Kubernetes Tutorial: Monitoring HTTP Service Health

HTTP API calls are the backbone of modern cloud applications especially Kubernetes based microservices applications. Yet, very little is done to understand the health of HTTP communications. Other than services connected to the load balancer, it has been rather difficult to measure the key performance indicators (KPIs) of latency, throughput and error rates for HTTP calls.HTTP Health Monitoring

The Netsil Application Operations Center (AOC) captures and analyzes service interactions to deliver the complete picture of HTTP service health. The AOC does a deep analysis of application level protocols such as HTTP and gathers all the KPIs along with HTTP attributes (URIs, status codes, etc.). In this tutorial, we will provide a step-by-step guide for using various HTTP datasources, and grouping and filtering the HTTP data based on HTTP attributes.

This blog is meant as a follow-along tutorial, all you need is a Kubernetes cluster and kubectl. You can easily setup the sock-shop app and Netsil AOC.

Topics Covered

  1. Defining HTTP Latency, Throughput and Error Rates
  2. Comparing Latency of HTTP Success and Errors

Setup

We will be using the sock-shop app running on a Kubernetes cluster as our target application for mapping and monitoring. The AOC is installed as a pod and the collectors are installed as DaemonSet pods on each of the Kubernetes worker nodes (see figure below). You can easily get this setup going in your Kubernetes cluster using our installer.

Netsil AOC Setup to Monitor HTTP Services in Kubernetes Cluster

Netsil AOC Setup to Monitor HTTP Services in Kubernetes Cluster

What HTTP Service to Monitor?

Your application probably has a lot of HTTP services. The Netsil maps help you understand the dependencies among services and pick HTTP calls that you should monitor. From the Maps blog, we have the following picture of HTTP interactions in the sock-shop app.

We will pick the HTTP communication between front-end and catalogue for this tutorial (see figure below).

Using Maps to Understand Service Dependencies and Select Services to Monitor

Using Maps to Understand Service Dependencies and Select Services to Monitor

Getting A List of the HTTP Interactions

There might be multiple HTTP calls going on between front-end and catalogue pods. We can understand these calls by using the AOC Analytics Sandbox. All we need to do is select the client and server pod names and groupby http.uri, easy!

  1. From the left navigation box, select Analytics Sandbox
  2. Select http.request_response.count as the Datasource
  3. Select count as the Aggregation function to apply
  4. Set http.uri as the GroupBy
  5. Now let’s set the Filters so that we restrict the client and server to specific pods
    • pod_name(client) : sock-shop/front-end...
    • pod_name(server) : sock-shop/catalogue...

**Stated goal 1:** Quote the Kubernetes HTTP monitoring tutorial word for word, starting at "There might be" and ending at "and groupby http.uri, easy!".
**Stated goal 2:** Continue the Kubernetes HTTP monitoring tutorial from its last line.

**Data lines:**
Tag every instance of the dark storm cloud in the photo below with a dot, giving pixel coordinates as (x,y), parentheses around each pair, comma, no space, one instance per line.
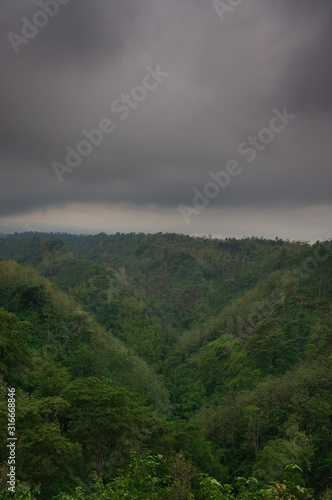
(225,79)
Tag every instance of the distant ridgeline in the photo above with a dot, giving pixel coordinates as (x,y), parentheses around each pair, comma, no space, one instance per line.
(166,366)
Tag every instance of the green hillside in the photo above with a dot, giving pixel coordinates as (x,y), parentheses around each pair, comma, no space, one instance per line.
(167,366)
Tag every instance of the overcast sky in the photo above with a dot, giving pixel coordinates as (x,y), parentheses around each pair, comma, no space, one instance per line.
(223,78)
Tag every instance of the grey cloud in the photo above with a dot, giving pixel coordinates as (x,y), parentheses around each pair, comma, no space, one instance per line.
(225,79)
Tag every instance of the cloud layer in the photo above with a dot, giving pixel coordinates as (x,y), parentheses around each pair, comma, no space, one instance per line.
(225,78)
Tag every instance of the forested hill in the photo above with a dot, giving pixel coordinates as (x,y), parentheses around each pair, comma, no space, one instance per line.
(151,360)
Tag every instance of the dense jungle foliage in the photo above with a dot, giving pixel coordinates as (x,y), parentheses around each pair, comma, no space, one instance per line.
(166,366)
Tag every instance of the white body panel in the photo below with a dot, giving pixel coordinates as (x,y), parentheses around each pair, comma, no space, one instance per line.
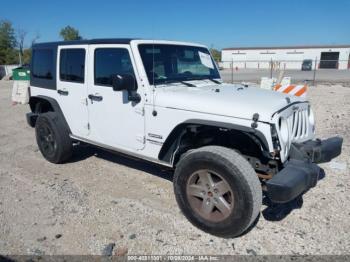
(114,121)
(74,105)
(121,125)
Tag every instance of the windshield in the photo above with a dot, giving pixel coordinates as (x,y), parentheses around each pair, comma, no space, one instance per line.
(171,63)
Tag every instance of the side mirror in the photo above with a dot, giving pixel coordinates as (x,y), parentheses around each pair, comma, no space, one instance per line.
(126,82)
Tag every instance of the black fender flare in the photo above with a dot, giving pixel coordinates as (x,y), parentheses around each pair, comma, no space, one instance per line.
(54,105)
(169,146)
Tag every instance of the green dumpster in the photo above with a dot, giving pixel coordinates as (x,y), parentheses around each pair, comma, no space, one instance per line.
(20,90)
(21,74)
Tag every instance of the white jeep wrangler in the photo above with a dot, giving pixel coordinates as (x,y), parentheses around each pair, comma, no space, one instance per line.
(165,102)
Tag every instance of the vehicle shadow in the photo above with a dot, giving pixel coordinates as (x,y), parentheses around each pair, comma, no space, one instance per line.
(82,152)
(272,212)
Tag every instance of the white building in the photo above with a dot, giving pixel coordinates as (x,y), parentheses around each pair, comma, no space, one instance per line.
(288,57)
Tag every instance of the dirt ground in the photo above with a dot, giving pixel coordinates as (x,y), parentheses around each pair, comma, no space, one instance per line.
(102,203)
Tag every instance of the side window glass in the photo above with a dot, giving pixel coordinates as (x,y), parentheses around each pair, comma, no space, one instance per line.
(111,61)
(72,65)
(43,64)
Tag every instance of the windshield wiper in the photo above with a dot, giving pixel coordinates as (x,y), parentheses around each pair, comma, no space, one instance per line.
(215,81)
(178,81)
(206,78)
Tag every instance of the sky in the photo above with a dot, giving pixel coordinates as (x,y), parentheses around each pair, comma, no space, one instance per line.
(215,23)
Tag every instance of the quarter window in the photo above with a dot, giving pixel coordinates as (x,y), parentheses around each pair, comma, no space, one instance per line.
(72,65)
(111,61)
(43,64)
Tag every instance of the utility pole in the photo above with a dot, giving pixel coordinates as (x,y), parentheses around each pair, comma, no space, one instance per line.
(314,79)
(232,71)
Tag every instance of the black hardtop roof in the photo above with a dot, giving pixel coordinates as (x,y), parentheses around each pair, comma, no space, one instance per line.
(86,42)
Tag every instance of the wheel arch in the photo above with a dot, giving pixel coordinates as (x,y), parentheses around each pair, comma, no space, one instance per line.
(42,104)
(172,143)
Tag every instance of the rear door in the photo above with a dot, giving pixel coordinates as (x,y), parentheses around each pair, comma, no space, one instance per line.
(114,120)
(72,87)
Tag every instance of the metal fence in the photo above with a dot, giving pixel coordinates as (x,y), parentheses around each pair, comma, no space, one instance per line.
(300,71)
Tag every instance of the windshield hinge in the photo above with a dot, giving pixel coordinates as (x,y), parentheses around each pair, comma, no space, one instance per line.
(140,110)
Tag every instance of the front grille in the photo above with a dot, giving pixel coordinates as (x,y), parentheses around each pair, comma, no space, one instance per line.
(299,124)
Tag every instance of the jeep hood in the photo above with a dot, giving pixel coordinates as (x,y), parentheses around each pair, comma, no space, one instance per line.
(225,99)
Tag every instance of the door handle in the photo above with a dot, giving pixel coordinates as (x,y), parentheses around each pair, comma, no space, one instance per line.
(62,92)
(95,98)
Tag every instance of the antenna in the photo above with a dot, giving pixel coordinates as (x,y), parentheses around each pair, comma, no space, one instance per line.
(154,112)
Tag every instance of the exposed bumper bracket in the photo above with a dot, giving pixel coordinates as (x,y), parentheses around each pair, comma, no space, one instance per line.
(301,173)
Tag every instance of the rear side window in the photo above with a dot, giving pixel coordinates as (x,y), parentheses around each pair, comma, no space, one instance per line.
(43,64)
(111,61)
(72,65)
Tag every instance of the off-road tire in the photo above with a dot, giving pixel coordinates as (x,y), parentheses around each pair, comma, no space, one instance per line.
(50,127)
(240,177)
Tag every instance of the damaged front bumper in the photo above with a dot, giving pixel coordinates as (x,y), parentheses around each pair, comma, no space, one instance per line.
(301,173)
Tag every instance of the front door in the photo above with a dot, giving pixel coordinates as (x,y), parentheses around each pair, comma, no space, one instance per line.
(114,121)
(72,87)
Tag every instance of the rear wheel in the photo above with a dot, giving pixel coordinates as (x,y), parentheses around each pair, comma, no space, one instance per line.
(218,190)
(53,138)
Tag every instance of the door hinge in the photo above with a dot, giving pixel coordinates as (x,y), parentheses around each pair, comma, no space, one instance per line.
(140,110)
(84,101)
(141,139)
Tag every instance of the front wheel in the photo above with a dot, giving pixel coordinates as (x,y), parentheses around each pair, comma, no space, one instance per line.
(217,190)
(53,138)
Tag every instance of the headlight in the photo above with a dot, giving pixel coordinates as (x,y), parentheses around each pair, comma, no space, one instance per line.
(283,129)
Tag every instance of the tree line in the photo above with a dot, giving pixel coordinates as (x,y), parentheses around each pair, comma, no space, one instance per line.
(12,49)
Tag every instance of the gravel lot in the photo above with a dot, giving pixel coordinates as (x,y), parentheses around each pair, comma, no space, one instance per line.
(254,75)
(103,203)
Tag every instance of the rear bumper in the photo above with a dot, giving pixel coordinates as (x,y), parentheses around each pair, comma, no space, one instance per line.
(301,172)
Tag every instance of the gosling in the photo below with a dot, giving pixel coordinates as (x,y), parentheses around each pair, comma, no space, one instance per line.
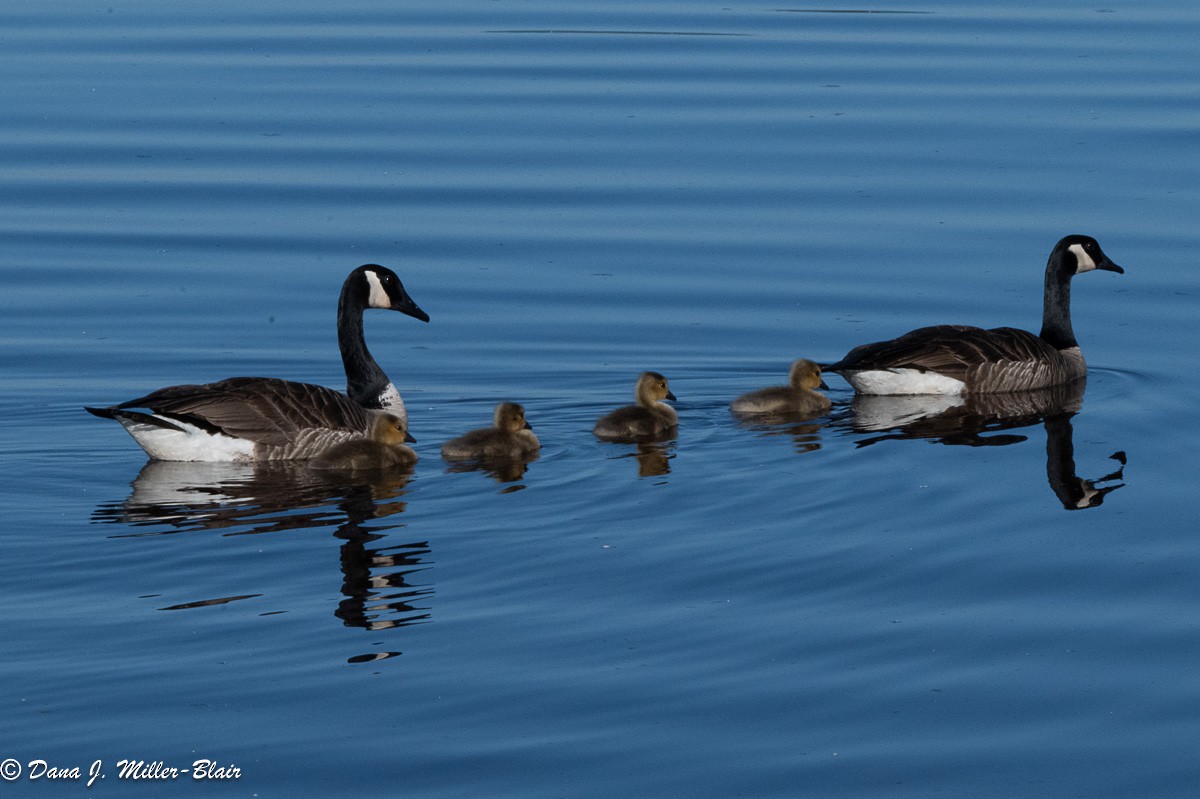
(798,400)
(384,449)
(510,438)
(648,420)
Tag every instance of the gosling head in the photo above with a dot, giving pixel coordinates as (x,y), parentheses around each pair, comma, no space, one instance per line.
(372,286)
(652,388)
(805,374)
(390,430)
(509,418)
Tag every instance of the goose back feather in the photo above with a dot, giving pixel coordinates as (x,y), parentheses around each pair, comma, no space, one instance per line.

**Exercise response 1:**
There might be multiple HTTP calls going on between front-end and catalogue pods. We can understand these calls by using the AOC Analytics Sandbox. All we need to do is select the client and server pod names and groupby http.uri, easy!

**Exercise response 2:**
  6. Change the chart type to Bar
Using Netsil Analytics to Get List of HTTP Interactions Between Specific Pods

Using Netsil Analytics to Get List of HTTP Interactions Between Specific Pods

We can see the http URI associated with the communication between front-end and catalogue. As expected, the calls are for URI of the form /catalogue/<catalogue_id>.

Defining HTTP Avg Latency

We will define the HTTP Avg Latency for the calls to URI : /catalogue.*. Additionally we will restrict to measure the GET requests coming from front-end to catalogue.

  1. From the left navigation box, select Analytics Sandbox
  2. Select http.request_response.latency as the Datasource
  3. Select avg as the Aggregation function to apply
  4. Now, let’s set the Filters so that we restrict the metrics to the specific http interaction of interest.
    • pod_name(client) : sock-shop/front-end... [set the client using pod_name]
    • pod_name(server) : sock-shop/catalogue... [set the server using pod_name]
    •  

    • http.uri : /catalogue.* (regex) [HTTP URIs matching the regex /catalogue.*]
    • http.request_method : GET [This is the method we care about]

And we have the chart measuring latency of front-end to catalogue HTTP interaction! We selected the HTTP latency datasource. Then we applied the client/server filters and restricted the metrics to specific URI, that is /catalogue.*, and specific method GET.

All this was made easy because Netsil gathers the HTTP metrics along with all the key attributes such as URIrequest method, etc. automatically from analyzing service interactions.

Measuring HTTP Latency Using Netsil Analytics

Measuring HTTP Latency Using Netsil Analytics

Defining HTTP Throughput

This is very similar to defining the latency. All we need is to change the datasource from http.request_response.latency to http.request_response.throughput. Below we have repeated the steps and also highlighted in the resulting chart.

  1. From the left navigation box, select Analytics Sandbox
  2. Select http.request_response.throughput as the Datasource
  3. Select throughput as the Aggregation function to apply
  4. Now, let’s set the Filters so that we restrict the metrics to the specific http interaction of interest.
    • pod_name(client) : sock-shop/front-end...
    • pod_name(server) : sock-shop/catalogue...
    • http.uri : /catalogue.* (regex)
    • http.request_method : GET
Measuring HTTP Throughput Using Netsil Analytics

Measuring HTTP Throughput Using Netsil Analytics

Defining HTTP Error Rates

For simplicity, let’s focus on the HTTP 5xx and 4xx errors (for e.g., status code 500, 404, etc.). Then the error rate will be defined as:

(Throughput of HTTP 5xx or 4xx requests) / (Total Throughput) * 100

Continuing, from the previous section, we have already defined the overall throughput. Below is the screenshot of that query. Note the query statement name A. So, A represents the total throughput. We will see how to use this name and combine query to generate the error rate. We will create another query statement and use filters to restrict the throughput metrics to HTTP 5xx and 4xx status codes.

Using HTTP Status Codes to Obtain Throughput of HTTP Errors

Using HTTP Status Codes to Obtain Throughput of HTTP Errors

  1. Create another query statement by clicking the + METRIC button. Note this creates new statement named B.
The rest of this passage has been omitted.